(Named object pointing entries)
□ □ □ □

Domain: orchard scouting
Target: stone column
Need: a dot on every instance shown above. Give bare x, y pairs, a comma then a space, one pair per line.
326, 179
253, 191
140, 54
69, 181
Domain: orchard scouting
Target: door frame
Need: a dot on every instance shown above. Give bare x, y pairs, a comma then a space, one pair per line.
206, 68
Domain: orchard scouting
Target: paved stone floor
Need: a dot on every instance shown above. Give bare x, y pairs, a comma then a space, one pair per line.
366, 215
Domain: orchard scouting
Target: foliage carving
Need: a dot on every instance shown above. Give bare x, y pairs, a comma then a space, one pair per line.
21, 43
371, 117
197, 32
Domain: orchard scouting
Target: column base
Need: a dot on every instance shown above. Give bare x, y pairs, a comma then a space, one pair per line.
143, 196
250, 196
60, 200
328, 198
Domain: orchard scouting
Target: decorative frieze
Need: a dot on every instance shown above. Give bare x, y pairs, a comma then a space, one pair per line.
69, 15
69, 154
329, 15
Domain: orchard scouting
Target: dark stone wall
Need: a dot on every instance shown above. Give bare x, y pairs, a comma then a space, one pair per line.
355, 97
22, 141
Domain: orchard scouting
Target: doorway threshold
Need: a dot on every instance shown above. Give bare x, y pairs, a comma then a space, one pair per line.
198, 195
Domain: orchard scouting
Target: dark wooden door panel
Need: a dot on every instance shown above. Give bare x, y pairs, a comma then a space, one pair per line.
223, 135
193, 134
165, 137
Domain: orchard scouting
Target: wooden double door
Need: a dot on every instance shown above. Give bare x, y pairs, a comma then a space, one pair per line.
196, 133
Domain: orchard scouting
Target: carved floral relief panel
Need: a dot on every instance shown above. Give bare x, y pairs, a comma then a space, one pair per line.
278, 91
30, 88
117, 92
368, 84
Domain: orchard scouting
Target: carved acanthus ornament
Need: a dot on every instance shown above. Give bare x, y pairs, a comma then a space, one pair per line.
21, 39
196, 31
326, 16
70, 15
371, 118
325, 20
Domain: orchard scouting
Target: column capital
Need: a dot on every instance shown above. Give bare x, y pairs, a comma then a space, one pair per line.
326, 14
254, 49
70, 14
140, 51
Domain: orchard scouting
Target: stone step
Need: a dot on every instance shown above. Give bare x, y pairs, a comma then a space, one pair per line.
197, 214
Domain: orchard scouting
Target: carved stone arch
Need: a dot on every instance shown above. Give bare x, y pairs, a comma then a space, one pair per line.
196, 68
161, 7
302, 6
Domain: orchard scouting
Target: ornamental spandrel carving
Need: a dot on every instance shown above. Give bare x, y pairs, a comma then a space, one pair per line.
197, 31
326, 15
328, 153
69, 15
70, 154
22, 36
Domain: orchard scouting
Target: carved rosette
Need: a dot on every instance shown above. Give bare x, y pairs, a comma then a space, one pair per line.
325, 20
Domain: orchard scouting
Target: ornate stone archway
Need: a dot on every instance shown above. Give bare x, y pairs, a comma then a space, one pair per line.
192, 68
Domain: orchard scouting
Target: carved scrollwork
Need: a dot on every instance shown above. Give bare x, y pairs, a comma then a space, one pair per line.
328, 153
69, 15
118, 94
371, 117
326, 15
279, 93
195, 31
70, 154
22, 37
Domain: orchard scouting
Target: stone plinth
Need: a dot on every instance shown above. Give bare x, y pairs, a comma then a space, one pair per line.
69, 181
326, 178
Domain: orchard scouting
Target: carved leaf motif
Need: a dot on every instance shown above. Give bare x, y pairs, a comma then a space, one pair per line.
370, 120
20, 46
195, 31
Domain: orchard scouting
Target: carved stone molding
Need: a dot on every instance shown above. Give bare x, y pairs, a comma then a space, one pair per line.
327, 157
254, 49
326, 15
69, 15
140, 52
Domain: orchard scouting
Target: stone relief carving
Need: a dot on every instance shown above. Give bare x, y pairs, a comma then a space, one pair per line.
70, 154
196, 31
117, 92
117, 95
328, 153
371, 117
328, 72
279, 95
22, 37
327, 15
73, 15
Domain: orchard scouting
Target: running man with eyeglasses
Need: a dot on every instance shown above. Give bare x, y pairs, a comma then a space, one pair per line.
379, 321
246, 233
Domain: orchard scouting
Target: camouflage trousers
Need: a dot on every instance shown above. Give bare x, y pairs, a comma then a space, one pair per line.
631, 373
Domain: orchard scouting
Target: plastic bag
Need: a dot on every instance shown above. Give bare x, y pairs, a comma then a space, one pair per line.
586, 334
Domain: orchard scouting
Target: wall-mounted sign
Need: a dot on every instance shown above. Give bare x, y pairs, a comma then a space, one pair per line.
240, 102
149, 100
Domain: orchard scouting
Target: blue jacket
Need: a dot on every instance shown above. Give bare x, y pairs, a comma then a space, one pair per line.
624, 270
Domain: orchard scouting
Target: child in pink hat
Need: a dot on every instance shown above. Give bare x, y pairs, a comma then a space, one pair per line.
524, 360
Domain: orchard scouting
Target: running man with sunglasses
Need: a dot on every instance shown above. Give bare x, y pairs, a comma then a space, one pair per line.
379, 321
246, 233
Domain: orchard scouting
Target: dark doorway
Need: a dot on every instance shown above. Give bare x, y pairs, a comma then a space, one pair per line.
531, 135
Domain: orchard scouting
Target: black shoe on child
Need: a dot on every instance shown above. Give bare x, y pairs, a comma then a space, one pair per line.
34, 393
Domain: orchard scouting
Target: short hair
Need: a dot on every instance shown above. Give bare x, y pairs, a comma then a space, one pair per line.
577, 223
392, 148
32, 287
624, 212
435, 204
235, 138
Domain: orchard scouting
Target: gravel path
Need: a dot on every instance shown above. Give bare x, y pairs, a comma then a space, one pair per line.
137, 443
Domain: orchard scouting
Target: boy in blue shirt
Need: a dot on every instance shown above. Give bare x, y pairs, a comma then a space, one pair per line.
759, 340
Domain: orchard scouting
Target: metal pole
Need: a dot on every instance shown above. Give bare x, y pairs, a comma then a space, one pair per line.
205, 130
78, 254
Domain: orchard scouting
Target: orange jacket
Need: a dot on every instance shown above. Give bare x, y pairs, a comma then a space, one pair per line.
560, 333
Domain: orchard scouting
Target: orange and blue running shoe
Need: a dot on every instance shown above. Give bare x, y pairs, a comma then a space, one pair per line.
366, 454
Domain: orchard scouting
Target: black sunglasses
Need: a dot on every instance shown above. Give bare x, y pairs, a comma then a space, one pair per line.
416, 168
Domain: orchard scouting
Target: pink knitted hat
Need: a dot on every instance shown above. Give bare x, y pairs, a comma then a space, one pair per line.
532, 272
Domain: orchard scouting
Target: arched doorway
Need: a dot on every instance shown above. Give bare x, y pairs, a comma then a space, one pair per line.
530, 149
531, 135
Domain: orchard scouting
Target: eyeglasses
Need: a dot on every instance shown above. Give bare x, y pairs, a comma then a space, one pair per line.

□ □ □ □

Repeat the entries above exactly, leaving nothing out.

Domain: orchard scouting
Target: stone column
Need: a dot on every instance shown above. Give bare x, y pairs, a comma then a space, one pair per line.
326, 179
253, 191
140, 54
69, 181
Domain: orchard scouting
Target: door frame
Need: a dot on every instance shown above. Give bare x, y pairs, a comma then a space, one pair per line.
206, 68
Domain: orchard scouting
Target: paved stone floor
Need: a dot on every instance shown above. Give bare x, y pairs, a comma then a space, one pair per line.
366, 215
Domain: orchard scouting
Target: foliage carving
Need: a dot on every instance shown above. Give bare x, y pairs, a comma then a space, one pair per line.
21, 43
371, 117
197, 32
Domain: orchard scouting
Target: column base
Need: a dot on every instance shown above. Give bare x, y pairs, a comma then a space, one pair per line.
143, 196
250, 196
60, 200
328, 198
Domain: orchard scouting
Target: decorative frieze
Need: a dot on every instance shown above. Give bare x, y pairs, a comma then a space, one pair per line.
69, 15
69, 154
329, 15
Domain: orchard scouting
Target: dark stone wall
Need: a dot on every instance shown above. Give bare x, y pairs, a comma then a space, one pair per line.
355, 97
22, 141
Domain: orchard scouting
Target: doorway threshold
Need: a dot on every instance shown above. Give bare x, y pairs, a comma then a space, one pair per line.
198, 195
Domain: orchard scouting
Target: dark wooden door panel
Need: a dot on every instance shown above. Give bare x, y pairs, a comma then a space, one pair per line.
223, 135
193, 134
165, 137
Domain: orchard scouting
Target: wooden double door
Need: a dot on every instance shown above. Give bare x, y pairs, a comma then a space, one pair per line.
196, 133
Domain: orchard scouting
Target: carved floral relief panel
Need: a dot on every instance shown above. Give bare x, y pairs, a comma then a space, one pair per line.
278, 91
30, 88
117, 92
368, 84
Domain: orchard scouting
Target: carved acanthus ornament
Need: a dot on every instance shown above. Give bare x, y pairs, a comma then a space, one pair per line.
21, 39
196, 31
326, 16
70, 15
371, 118
325, 20
Domain: orchard scouting
Target: column capital
Need: a dot on every instance shown above. Give bare x, y pairs, a comma then a space, one pair per line.
326, 14
254, 49
70, 14
140, 51
Domain: orchard scouting
Target: stone step
Need: a dot on every instance shown above. Give bare x, y pairs, a comma then a space, one pair per line.
197, 214
Domain: orchard scouting
Target: carved stone arch
Need: a dot on every instance shown above. Give bare x, y pairs, a comma then a space, one pair per line.
196, 68
161, 7
302, 6
Domain: orchard scouting
Target: ornamental spandrel carving
Need: a dot on every instance shown above. Give bare x, y pairs, a comma then a space, one pair per line.
197, 31
326, 15
328, 153
69, 15
70, 154
22, 36
Domain: orchard scouting
Target: carved rosette
Need: a dot on every instance shown above. Give bare x, y pairs, a comma then a space, one pair per line.
325, 20
Domain: orchard scouting
Target: ornate stone archway
Need: a dot on every instance shown above. Give bare x, y pairs, a comma then a space, one pair per line.
192, 68
Domain: orchard scouting
Target: carved scrollwork
Need: a dot on every instance shown above. Give bare x, y pairs, a comma then a space, one pair per line.
328, 153
69, 15
118, 94
371, 117
326, 15
279, 93
195, 31
70, 154
22, 37
Domain: orchard scouting
Target: stone plinth
Need: a dot on every instance shown above. Give bare x, y pairs, a comma then a space, one pair per line.
69, 181
326, 178
Domain: orchard scouting
Target: carved leaf motif
Need: a dot on every instance shown above. Give bare x, y pairs, a comma then a space, one pair per line.
370, 120
20, 46
195, 31
Domain: orchard scouting
Target: carved stone molding
Need: a dot on every instance shown above. Give bare x, y pairs, a comma then a space, one pair per line.
327, 157
254, 49
326, 15
69, 15
140, 52
Domain: orchard scouting
Target: stone relief carving
Need: a dot on every instance shown above. Give bare x, y pairs, a comma then a space, one pair per line.
70, 154
196, 31
117, 92
117, 95
328, 153
371, 117
328, 72
279, 95
22, 37
327, 15
73, 15
Domain: orchard scouting
Target: running man with eyeglasses
Need: a dot on every instance shown above. Give bare x, y pairs, a comma then a space, one pair per line.
379, 321
246, 233
Domain: orchard scouting
Target: camouflage trousers
Need: a dot on every instance shown above. Give bare x, y pairs, a comma then a space, one pair per line.
631, 373
Domain: orchard scouting
Target: plastic bag
Need: a dot on every instance shown above. Give bare x, y pairs, a comma then a space, one pair per line.
586, 334
Domain: orchard scouting
Target: wall-mounted sign
Need: a dot on every instance shown above. Give bare x, y pairs, a comma then a space, one pair per line.
240, 102
149, 100
Domain: orchard scouting
Target: blue jacket
Need: a dot on every instance shown above. Give bare x, y pairs, a comma then a space, one pair per line.
624, 270
Domain: orchard scouting
Target: child in pink hat
Need: a dot on every instance shown above. Give bare x, y pairs, a comma then a space, one pair per line.
524, 360
Domain: orchard scouting
Target: running man with sunglasses
Need: a dot on every instance shown above. Give bare x, y pairs, a comma then a space, one pair per line.
379, 321
246, 233
Domain: orchard scouting
Target: dark doorway
Need: a dot on every instance shown above. Give bare x, y pairs, a comma then a space, one pair per line.
531, 135
Domain: orchard scouting
Target: black shoe on child
Need: a dot on every instance shown above. Give bare x, y pairs, a comma then a space, one pair per line.
34, 393
Domain: orchard scouting
Target: short hair
Need: a dot on every instance shown above. Give bare x, y pairs, a comma then a space, one pair per line.
577, 223
392, 148
32, 287
624, 212
435, 204
235, 138
Domain: orchard scouting
Target: gravel path
Need: a dot on every instance shown above. Give bare x, y pairs, a comma then a space, one pair per line.
137, 443
Domain: orchard scouting
Target: boy in blue shirt
Need: a dot on every instance shown above. Give bare x, y pairs, a comma then a space, one pair per line.
759, 340
Domain: orchard scouting
Target: metal pole
Need: a dot on every instance shown above. Give bare x, y pairs, a comma then a space, one pair per line.
205, 130
78, 254
Domain: orchard scouting
Target: orange jacket
Need: a dot on every instance shown above. Give bare x, y pairs, a comma then a space, one pair per line.
560, 333
Domain: orchard scouting
Target: orange and blue running shoe
Need: a dot on every instance shown above. Give bare x, y pairs, a comma then a space, one pair per line.
366, 454
Domain: orchard scouting
Target: black sunglasses
Need: a dot on every instance shown above. Give bare x, y pairs, a comma then a space, one pair per line.
416, 168
Domain: orchard scouting
Target: pink knitted hat
Need: a dot on every instance shown above. Give bare x, y pairs, a comma then a space, one pair per line.
532, 272
Domain: orchard scouting
Target: arched doorway
Need: a dot on every instance shown above. Give bare x, y pairs, a comma then a space, one pair per line.
530, 149
531, 135
Domain: orchard scouting
Target: eyeglasses
Need: a dot on every instance shown above. Give bare x, y pairs, a comma then a space, one pair per line.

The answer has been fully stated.